▸ **TO DO**: Find each line in the listing below that contains the string "input" and copy those lines out in full.

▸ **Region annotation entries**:

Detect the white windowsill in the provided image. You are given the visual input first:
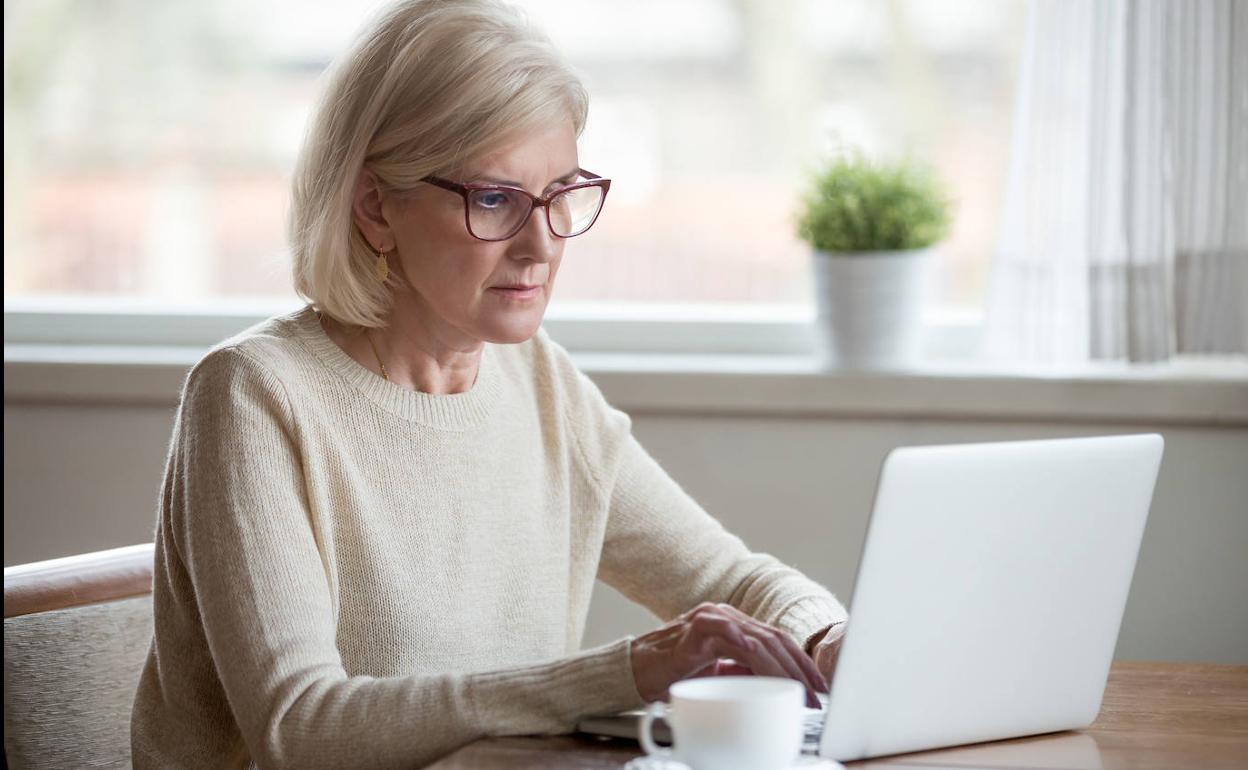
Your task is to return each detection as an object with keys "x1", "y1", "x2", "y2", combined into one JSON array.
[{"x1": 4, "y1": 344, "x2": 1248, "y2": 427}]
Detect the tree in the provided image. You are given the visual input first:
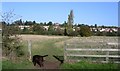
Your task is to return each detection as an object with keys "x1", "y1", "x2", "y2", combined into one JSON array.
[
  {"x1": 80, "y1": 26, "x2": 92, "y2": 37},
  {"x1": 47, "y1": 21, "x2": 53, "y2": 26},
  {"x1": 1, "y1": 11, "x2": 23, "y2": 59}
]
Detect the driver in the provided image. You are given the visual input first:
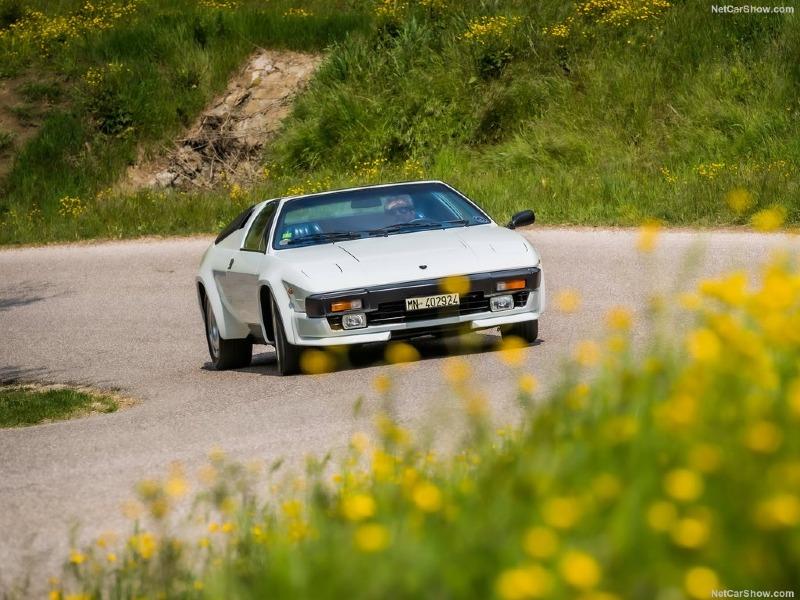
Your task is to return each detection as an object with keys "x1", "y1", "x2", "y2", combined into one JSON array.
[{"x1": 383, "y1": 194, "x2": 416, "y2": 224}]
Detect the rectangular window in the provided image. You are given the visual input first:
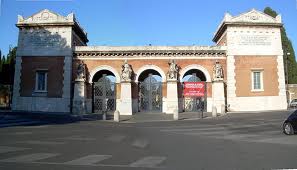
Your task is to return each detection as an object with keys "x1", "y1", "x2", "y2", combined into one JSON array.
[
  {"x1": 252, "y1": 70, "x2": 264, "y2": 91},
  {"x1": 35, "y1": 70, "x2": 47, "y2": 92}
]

▸ **FINISHED ANSWER**:
Detect the white windowsill in the provided image. You are given the visual input first:
Detect the tree in the provided image. You are given the visual input first:
Detect the driver in the provided image. You are given the visual input first:
Detect the rectangular window in the provided image. You are given the visual input first:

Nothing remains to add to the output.